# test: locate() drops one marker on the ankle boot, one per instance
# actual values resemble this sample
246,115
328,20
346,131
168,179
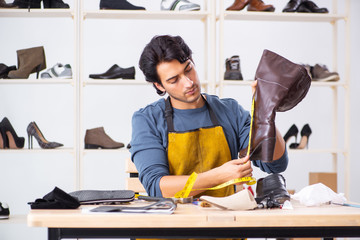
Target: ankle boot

TASK OBJECTIVE: Every line of the listing that includes the word "ankle" belongs in the answer.

WRITTEN ANSWER:
# test: locate() drops one marker on the ankle boot, one per instance
Target: ankle boot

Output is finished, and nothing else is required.